- Objective: Reproduce all of the items below word for word, omitting the pictures.

- Given records:

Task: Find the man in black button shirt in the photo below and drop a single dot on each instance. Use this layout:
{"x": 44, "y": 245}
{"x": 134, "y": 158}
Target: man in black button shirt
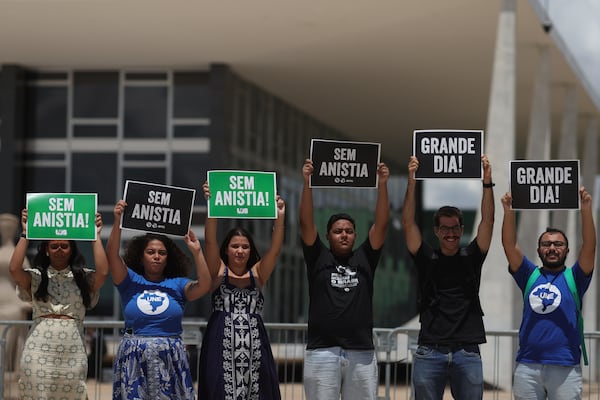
{"x": 450, "y": 312}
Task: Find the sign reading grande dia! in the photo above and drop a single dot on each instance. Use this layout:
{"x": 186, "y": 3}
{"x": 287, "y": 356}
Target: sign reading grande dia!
{"x": 545, "y": 184}
{"x": 157, "y": 208}
{"x": 64, "y": 216}
{"x": 448, "y": 153}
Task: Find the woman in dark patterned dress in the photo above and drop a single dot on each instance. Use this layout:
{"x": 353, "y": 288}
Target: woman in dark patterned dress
{"x": 236, "y": 361}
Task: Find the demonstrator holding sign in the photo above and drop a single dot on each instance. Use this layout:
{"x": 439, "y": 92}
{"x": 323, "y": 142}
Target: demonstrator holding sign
{"x": 236, "y": 359}
{"x": 152, "y": 279}
{"x": 60, "y": 289}
{"x": 449, "y": 308}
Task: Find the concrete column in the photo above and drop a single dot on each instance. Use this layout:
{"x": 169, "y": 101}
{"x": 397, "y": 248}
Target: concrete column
{"x": 589, "y": 165}
{"x": 567, "y": 150}
{"x": 500, "y": 146}
{"x": 533, "y": 222}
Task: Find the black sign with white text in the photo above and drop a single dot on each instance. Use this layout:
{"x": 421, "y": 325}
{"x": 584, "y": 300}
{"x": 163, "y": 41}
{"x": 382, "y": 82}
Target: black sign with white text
{"x": 544, "y": 184}
{"x": 448, "y": 153}
{"x": 157, "y": 208}
{"x": 344, "y": 164}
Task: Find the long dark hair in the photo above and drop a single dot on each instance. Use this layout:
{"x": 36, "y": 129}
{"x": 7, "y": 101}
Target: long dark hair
{"x": 178, "y": 263}
{"x": 239, "y": 231}
{"x": 41, "y": 262}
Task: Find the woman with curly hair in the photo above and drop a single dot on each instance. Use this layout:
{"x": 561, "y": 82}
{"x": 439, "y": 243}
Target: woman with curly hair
{"x": 152, "y": 279}
{"x": 60, "y": 289}
{"x": 236, "y": 361}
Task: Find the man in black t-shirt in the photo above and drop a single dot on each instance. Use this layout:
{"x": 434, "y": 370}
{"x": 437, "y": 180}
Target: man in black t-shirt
{"x": 450, "y": 313}
{"x": 340, "y": 356}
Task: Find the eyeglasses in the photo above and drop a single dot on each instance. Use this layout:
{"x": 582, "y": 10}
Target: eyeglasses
{"x": 55, "y": 246}
{"x": 548, "y": 243}
{"x": 447, "y": 229}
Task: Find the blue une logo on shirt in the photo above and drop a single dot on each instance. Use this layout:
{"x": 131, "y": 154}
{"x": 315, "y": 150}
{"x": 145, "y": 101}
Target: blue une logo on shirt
{"x": 152, "y": 302}
{"x": 544, "y": 298}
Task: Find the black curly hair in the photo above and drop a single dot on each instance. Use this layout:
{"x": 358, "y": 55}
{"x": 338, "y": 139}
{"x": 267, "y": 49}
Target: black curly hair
{"x": 41, "y": 262}
{"x": 178, "y": 263}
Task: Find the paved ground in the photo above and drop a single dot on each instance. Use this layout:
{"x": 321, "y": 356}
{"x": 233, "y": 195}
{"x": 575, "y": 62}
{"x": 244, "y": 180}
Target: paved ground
{"x": 102, "y": 391}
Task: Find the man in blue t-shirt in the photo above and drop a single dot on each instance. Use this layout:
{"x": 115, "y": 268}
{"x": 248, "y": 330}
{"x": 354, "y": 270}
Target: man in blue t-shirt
{"x": 548, "y": 359}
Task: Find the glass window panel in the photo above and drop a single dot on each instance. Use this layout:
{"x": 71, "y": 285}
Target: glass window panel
{"x": 46, "y": 108}
{"x": 146, "y": 174}
{"x": 94, "y": 131}
{"x": 95, "y": 173}
{"x": 145, "y": 112}
{"x": 45, "y": 180}
{"x": 146, "y": 76}
{"x": 195, "y": 131}
{"x": 95, "y": 94}
{"x": 144, "y": 157}
{"x": 189, "y": 171}
{"x": 191, "y": 95}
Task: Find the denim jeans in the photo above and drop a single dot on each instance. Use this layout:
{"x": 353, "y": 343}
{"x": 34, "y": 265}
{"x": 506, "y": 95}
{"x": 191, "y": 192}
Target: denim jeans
{"x": 554, "y": 382}
{"x": 433, "y": 367}
{"x": 332, "y": 371}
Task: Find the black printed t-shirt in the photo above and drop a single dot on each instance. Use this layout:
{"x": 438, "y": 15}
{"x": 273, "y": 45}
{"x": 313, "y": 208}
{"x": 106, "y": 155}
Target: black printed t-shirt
{"x": 340, "y": 311}
{"x": 450, "y": 311}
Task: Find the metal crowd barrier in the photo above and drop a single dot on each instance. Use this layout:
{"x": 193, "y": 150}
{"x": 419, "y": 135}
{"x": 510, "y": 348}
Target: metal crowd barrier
{"x": 394, "y": 351}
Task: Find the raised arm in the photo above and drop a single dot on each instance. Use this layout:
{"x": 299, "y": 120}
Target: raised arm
{"x": 587, "y": 254}
{"x": 513, "y": 252}
{"x": 267, "y": 263}
{"x": 308, "y": 229}
{"x": 486, "y": 225}
{"x": 212, "y": 251}
{"x": 382, "y": 209}
{"x": 198, "y": 288}
{"x": 100, "y": 260}
{"x": 116, "y": 265}
{"x": 15, "y": 265}
{"x": 409, "y": 225}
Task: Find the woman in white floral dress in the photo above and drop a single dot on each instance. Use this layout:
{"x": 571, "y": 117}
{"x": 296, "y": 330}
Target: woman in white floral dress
{"x": 60, "y": 289}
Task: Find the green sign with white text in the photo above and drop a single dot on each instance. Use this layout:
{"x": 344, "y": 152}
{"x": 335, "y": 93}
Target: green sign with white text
{"x": 61, "y": 216}
{"x": 242, "y": 194}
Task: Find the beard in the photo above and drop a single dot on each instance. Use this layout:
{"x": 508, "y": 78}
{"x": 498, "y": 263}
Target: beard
{"x": 559, "y": 263}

- Written solution:
Task: Find the man in black button shirt in the photo below and drop a single dot on each instance. Use this layout:
{"x": 44, "y": 245}
{"x": 134, "y": 158}
Target: man in black button shirt
{"x": 450, "y": 312}
Task: Find the sign reading grande dia! in the photo above and drop a single dot on each instance. Use this layout:
{"x": 186, "y": 3}
{"x": 287, "y": 356}
Target: sign reading grande dia!
{"x": 545, "y": 184}
{"x": 157, "y": 208}
{"x": 64, "y": 216}
{"x": 448, "y": 153}
Task: Find the woman in dark patterned dress in the photo above and drop a single dot on each instance. Use this layout:
{"x": 353, "y": 288}
Target: woman in dark patterned dress
{"x": 236, "y": 361}
Task: Find the demonstrator holding sign in the photo above and drop a single dot on each instance. Use this layout:
{"x": 439, "y": 92}
{"x": 323, "y": 142}
Target: demonstrator holding sign
{"x": 236, "y": 359}
{"x": 152, "y": 279}
{"x": 60, "y": 289}
{"x": 449, "y": 308}
Task: Find the concrete column in the photo above and drop a single dot on each instance. Use this layout:
{"x": 169, "y": 101}
{"x": 397, "y": 248}
Target: concrete column
{"x": 589, "y": 165}
{"x": 567, "y": 150}
{"x": 500, "y": 146}
{"x": 533, "y": 222}
Task: Find the black sign with white text in the photo above and drop a single dot on each instance. Use this layout:
{"x": 421, "y": 325}
{"x": 584, "y": 300}
{"x": 163, "y": 41}
{"x": 382, "y": 82}
Target: black sign with white text
{"x": 544, "y": 184}
{"x": 448, "y": 153}
{"x": 157, "y": 208}
{"x": 344, "y": 164}
Task: Find the long dark hair in the photo above and drop a single dot on each instance. Use this layout:
{"x": 36, "y": 129}
{"x": 7, "y": 101}
Target: long dark hair
{"x": 178, "y": 263}
{"x": 239, "y": 231}
{"x": 41, "y": 262}
Task: Find the woman with curly hair in the photo above and drop a single dot on each instance. Use this layout:
{"x": 561, "y": 82}
{"x": 439, "y": 243}
Target: woman with curly hair
{"x": 152, "y": 279}
{"x": 60, "y": 289}
{"x": 236, "y": 361}
Task: Find the man in black t-shirt in the photo above and drop a single dot on each instance. Use this layout:
{"x": 434, "y": 370}
{"x": 437, "y": 180}
Target: man in black t-shirt
{"x": 450, "y": 313}
{"x": 340, "y": 356}
Task: Find the eyeglasses in the photo above and drop a single dot on each instance. Use this layout:
{"x": 582, "y": 10}
Target: eyeglasses
{"x": 55, "y": 246}
{"x": 548, "y": 243}
{"x": 447, "y": 229}
Task: Find the blue une logo on shirt in the photo above and drop a single dot on each instance. Use this layout:
{"x": 131, "y": 154}
{"x": 315, "y": 150}
{"x": 145, "y": 101}
Target: blue une logo on shirt
{"x": 152, "y": 302}
{"x": 544, "y": 298}
Task: Find the black curly hair in the photo above and drop a single dot on each instance. Use this layout:
{"x": 358, "y": 55}
{"x": 338, "y": 139}
{"x": 267, "y": 49}
Target: black curly hair
{"x": 41, "y": 262}
{"x": 178, "y": 263}
Task: Find the paved ground in the photo above and drop a single dot on each instance. Use this layout:
{"x": 321, "y": 356}
{"x": 233, "y": 195}
{"x": 575, "y": 62}
{"x": 244, "y": 180}
Target: paved ground
{"x": 102, "y": 391}
Task: Find the man in blue t-shirt in the photo above and drop a single dot on each instance. Use this layout:
{"x": 115, "y": 268}
{"x": 248, "y": 330}
{"x": 354, "y": 270}
Target: man in blue t-shirt
{"x": 548, "y": 359}
Task: Find the glass window panel in the photo above and drop a single dot on each instance. Use this layout:
{"x": 71, "y": 285}
Target: glass window panel
{"x": 46, "y": 108}
{"x": 146, "y": 174}
{"x": 94, "y": 131}
{"x": 95, "y": 173}
{"x": 145, "y": 112}
{"x": 45, "y": 180}
{"x": 146, "y": 76}
{"x": 195, "y": 131}
{"x": 95, "y": 94}
{"x": 144, "y": 157}
{"x": 189, "y": 171}
{"x": 191, "y": 95}
Task: Find the denim jeans in the photo above and drop a single dot on each instance. Use this layout:
{"x": 353, "y": 343}
{"x": 34, "y": 265}
{"x": 506, "y": 95}
{"x": 191, "y": 192}
Target: denim jeans
{"x": 554, "y": 382}
{"x": 433, "y": 367}
{"x": 332, "y": 371}
Task: Find the black printed t-shirt in the photo above and drop a single dot on each instance. Use this layout:
{"x": 438, "y": 15}
{"x": 273, "y": 45}
{"x": 313, "y": 208}
{"x": 106, "y": 155}
Target: black printed t-shirt
{"x": 340, "y": 311}
{"x": 450, "y": 311}
Task: Find the metal crowd barrier in the photo above and drop a single dot on each instance. Use this layout:
{"x": 193, "y": 150}
{"x": 419, "y": 135}
{"x": 510, "y": 348}
Target: metal crowd barrier
{"x": 394, "y": 351}
Task: Find the raised arm in the photo above and drop a single dot on each instance. Use this layout:
{"x": 299, "y": 120}
Target: raised arm
{"x": 587, "y": 254}
{"x": 513, "y": 252}
{"x": 267, "y": 263}
{"x": 308, "y": 229}
{"x": 486, "y": 225}
{"x": 212, "y": 251}
{"x": 382, "y": 209}
{"x": 198, "y": 288}
{"x": 100, "y": 260}
{"x": 116, "y": 265}
{"x": 15, "y": 265}
{"x": 409, "y": 225}
Task: Find the woman in white floral dress in the photo above and drop a single dot on each instance. Use this layout:
{"x": 571, "y": 117}
{"x": 296, "y": 330}
Target: woman in white floral dress
{"x": 60, "y": 289}
Task: Find the green sign with white text in the photo above and drop a single dot on each instance. Use this layout:
{"x": 344, "y": 152}
{"x": 335, "y": 93}
Target: green sign with white text
{"x": 61, "y": 216}
{"x": 242, "y": 194}
Task: Find the beard in the photo above and drop a single dot on each instance. Use this layout:
{"x": 508, "y": 78}
{"x": 498, "y": 263}
Target: beard
{"x": 559, "y": 263}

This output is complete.